- _What you are asked to do_
Each line from the opening of the listing below through the line that contains "negative clicks: (425, 219) (371, 207)" is to be output exactly as written.

- _Records for this exercise_

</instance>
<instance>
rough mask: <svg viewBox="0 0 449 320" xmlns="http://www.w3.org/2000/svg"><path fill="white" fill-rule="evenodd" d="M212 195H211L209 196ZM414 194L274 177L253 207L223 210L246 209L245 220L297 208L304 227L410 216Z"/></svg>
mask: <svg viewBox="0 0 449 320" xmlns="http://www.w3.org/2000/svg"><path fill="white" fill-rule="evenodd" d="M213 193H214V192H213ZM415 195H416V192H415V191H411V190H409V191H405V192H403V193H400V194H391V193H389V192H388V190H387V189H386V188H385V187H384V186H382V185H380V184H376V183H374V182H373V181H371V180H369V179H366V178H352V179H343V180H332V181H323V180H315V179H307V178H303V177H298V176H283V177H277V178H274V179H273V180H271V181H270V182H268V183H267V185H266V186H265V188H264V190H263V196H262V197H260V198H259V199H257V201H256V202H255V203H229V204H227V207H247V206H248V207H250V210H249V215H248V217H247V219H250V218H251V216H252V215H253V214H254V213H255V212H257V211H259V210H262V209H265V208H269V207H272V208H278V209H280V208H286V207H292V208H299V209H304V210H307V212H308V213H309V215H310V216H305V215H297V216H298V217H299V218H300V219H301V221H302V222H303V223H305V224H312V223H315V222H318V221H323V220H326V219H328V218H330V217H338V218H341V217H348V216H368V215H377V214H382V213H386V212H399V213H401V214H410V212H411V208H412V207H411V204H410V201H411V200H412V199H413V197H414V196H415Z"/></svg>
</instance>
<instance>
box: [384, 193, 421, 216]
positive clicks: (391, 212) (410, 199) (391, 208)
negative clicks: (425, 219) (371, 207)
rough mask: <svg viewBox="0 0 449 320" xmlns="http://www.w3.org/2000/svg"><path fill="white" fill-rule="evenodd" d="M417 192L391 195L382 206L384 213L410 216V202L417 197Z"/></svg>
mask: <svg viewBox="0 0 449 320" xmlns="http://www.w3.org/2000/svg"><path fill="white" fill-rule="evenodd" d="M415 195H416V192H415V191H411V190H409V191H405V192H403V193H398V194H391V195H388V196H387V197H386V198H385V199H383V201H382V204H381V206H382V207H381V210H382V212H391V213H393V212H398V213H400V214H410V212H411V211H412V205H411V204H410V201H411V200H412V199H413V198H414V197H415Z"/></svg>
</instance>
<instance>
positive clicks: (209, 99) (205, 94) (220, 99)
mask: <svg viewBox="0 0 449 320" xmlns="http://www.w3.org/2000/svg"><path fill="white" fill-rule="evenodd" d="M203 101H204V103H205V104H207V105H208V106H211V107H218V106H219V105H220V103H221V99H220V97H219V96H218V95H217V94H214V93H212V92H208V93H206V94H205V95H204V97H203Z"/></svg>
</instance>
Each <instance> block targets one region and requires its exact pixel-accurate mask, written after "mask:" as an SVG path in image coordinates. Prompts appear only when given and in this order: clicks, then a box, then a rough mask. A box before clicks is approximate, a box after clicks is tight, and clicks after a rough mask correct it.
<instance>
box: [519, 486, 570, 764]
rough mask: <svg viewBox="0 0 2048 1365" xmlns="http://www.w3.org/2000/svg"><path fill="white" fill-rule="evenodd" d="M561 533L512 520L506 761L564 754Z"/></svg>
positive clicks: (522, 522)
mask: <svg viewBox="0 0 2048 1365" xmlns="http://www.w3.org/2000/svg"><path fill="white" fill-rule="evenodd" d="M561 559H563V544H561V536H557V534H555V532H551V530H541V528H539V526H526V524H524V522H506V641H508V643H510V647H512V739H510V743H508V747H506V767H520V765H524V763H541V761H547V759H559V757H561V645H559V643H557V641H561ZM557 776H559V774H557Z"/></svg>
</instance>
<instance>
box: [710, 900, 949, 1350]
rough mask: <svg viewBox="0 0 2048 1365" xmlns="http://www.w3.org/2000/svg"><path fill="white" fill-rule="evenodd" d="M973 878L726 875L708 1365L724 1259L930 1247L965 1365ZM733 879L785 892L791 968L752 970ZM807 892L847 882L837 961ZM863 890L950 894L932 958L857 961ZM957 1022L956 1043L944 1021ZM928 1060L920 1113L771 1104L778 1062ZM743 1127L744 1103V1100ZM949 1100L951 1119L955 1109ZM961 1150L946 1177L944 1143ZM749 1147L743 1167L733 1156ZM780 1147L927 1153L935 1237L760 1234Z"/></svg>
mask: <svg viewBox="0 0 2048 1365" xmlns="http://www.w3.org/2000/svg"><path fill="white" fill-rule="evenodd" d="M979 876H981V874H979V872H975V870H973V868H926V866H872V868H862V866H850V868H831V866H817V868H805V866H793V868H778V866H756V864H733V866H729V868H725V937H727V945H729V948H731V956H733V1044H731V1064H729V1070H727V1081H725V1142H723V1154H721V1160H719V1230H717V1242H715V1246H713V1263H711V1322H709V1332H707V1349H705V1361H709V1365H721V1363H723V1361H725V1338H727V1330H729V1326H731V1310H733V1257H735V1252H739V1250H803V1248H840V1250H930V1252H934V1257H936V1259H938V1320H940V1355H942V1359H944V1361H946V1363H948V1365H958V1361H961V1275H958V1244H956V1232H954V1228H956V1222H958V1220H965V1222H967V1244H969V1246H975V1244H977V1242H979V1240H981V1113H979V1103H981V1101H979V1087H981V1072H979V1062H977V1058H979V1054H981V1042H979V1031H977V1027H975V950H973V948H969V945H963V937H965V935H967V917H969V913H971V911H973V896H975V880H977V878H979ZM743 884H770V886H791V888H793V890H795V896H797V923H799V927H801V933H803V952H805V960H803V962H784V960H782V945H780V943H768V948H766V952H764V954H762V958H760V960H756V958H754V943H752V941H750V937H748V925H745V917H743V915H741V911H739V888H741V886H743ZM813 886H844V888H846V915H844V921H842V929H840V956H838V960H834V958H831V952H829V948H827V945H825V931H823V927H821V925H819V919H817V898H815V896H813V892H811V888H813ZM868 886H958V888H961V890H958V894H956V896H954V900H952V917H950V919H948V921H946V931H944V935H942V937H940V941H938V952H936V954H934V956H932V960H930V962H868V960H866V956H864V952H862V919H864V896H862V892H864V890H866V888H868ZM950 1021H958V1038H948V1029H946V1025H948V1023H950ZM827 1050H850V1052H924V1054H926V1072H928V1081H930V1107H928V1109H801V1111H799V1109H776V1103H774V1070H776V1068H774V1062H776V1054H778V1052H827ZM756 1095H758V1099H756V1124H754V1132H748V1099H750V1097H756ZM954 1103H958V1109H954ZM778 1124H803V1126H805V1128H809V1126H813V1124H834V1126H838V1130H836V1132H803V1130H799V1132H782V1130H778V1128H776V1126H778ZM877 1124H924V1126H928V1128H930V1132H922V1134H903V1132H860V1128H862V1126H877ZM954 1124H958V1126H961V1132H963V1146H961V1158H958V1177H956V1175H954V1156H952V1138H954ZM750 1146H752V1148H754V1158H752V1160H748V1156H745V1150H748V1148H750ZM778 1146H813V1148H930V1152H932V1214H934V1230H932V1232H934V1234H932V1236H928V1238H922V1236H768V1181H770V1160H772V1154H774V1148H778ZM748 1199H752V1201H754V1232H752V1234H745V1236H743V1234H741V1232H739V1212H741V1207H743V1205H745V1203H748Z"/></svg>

- _Response to this exercise_
</instance>
<instance>
rough mask: <svg viewBox="0 0 449 320" xmlns="http://www.w3.org/2000/svg"><path fill="white" fill-rule="evenodd" d="M212 195H211L209 196ZM414 194L274 177L253 207L223 210L246 209L245 220L297 208L304 227L410 216Z"/></svg>
mask: <svg viewBox="0 0 449 320" xmlns="http://www.w3.org/2000/svg"><path fill="white" fill-rule="evenodd" d="M213 193H214V192H213ZM415 195H416V192H415V191H411V190H409V191H405V192H403V193H400V194H391V193H389V192H388V190H387V189H386V188H385V187H384V186H382V185H380V184H376V183H374V182H373V181H371V180H369V179H366V178H352V179H343V180H332V181H323V180H315V179H307V178H303V177H298V176H283V177H277V178H274V179H273V180H271V181H270V182H268V183H267V185H266V186H265V188H264V190H263V196H262V197H260V198H259V199H257V201H256V202H255V203H229V204H227V207H247V206H248V207H250V210H249V215H248V217H247V219H250V218H251V216H252V215H253V214H254V213H255V212H257V211H259V210H262V209H265V208H269V207H272V208H278V209H280V208H286V207H292V208H299V209H304V210H307V212H308V213H309V215H310V216H305V215H297V216H298V217H299V218H300V219H301V221H302V222H303V223H305V224H312V223H315V222H318V221H323V220H326V219H328V218H330V217H338V218H341V217H348V216H368V215H377V214H382V213H386V212H399V213H401V214H410V212H411V208H412V207H411V204H410V201H411V200H412V199H413V197H414V196H415Z"/></svg>
</instance>
<instance>
box: [384, 193, 421, 216]
positive clicks: (391, 212) (410, 199) (391, 208)
negative clicks: (425, 219) (371, 207)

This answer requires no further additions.